Task instructions: Every entry here needs to be repeated exactly.

Stored data:
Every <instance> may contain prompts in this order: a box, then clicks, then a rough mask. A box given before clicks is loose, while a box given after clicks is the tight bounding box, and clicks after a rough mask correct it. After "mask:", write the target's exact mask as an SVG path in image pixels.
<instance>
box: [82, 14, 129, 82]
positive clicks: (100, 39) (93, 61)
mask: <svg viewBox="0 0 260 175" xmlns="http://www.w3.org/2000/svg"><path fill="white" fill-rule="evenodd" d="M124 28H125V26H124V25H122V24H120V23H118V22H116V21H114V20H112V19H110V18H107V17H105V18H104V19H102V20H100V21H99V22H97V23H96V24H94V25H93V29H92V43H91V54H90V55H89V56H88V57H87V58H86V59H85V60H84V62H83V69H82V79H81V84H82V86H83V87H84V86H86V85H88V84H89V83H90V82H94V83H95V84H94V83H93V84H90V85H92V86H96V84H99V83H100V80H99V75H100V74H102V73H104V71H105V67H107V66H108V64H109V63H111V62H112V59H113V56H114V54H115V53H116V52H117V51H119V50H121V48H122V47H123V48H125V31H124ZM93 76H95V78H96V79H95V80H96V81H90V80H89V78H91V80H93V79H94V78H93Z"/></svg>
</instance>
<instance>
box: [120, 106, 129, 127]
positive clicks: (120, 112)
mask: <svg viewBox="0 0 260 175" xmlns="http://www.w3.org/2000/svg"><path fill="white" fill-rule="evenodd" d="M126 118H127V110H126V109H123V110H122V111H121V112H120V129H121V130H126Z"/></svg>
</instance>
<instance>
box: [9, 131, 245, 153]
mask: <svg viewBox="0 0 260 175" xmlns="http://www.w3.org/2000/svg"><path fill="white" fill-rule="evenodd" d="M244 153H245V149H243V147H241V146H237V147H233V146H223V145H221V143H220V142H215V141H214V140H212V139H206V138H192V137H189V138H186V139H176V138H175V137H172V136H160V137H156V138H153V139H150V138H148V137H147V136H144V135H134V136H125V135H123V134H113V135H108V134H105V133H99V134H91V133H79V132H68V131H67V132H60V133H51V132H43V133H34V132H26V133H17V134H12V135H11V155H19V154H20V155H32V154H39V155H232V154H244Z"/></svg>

Answer space:
Every <instance> may contain prompts in this order: a box, then clicks, then a rough mask. A box given before clicks is loose, while a box given after clicks is the tight bounding box, and clicks after a rough mask correct it. After "mask:", write the target's exact mask as an SVG path in image pixels.
<instance>
box: [82, 14, 129, 82]
positive clicks: (100, 39) (93, 61)
mask: <svg viewBox="0 0 260 175" xmlns="http://www.w3.org/2000/svg"><path fill="white" fill-rule="evenodd" d="M124 28H125V26H124V25H122V24H120V23H118V22H116V21H114V20H112V19H110V18H107V17H105V18H104V19H102V20H100V21H99V22H97V23H96V24H94V25H93V29H92V43H91V54H90V55H89V56H88V57H87V58H86V59H85V60H84V62H83V69H82V79H81V84H82V86H83V87H84V86H86V85H88V84H89V83H90V82H94V83H95V84H94V83H93V84H90V85H92V86H96V84H99V83H100V80H99V75H100V74H102V73H104V71H105V67H107V66H108V64H109V63H111V62H112V59H113V56H114V54H115V53H116V52H117V51H119V50H121V48H122V47H123V48H125V31H124ZM93 76H95V78H96V79H95V80H96V81H90V80H89V78H91V80H93V79H94V78H93Z"/></svg>
</instance>
<instance>
box: [120, 106, 129, 127]
positive clicks: (120, 112)
mask: <svg viewBox="0 0 260 175" xmlns="http://www.w3.org/2000/svg"><path fill="white" fill-rule="evenodd" d="M126 118H127V110H126V109H123V110H122V111H121V112H120V129H121V130H126Z"/></svg>
</instance>
<instance>
box: [9, 131, 245, 153]
mask: <svg viewBox="0 0 260 175" xmlns="http://www.w3.org/2000/svg"><path fill="white" fill-rule="evenodd" d="M244 153H245V149H243V147H241V146H237V147H233V146H223V145H221V143H220V142H215V141H214V140H212V139H206V138H192V137H189V138H186V139H176V138H175V137H172V136H160V137H156V138H153V139H150V138H148V137H147V136H144V135H134V136H125V135H123V134H113V135H108V134H105V133H99V134H91V133H79V132H68V131H67V132H60V133H51V132H43V133H34V132H26V133H17V134H12V135H11V155H19V154H20V155H32V154H39V155H232V154H244Z"/></svg>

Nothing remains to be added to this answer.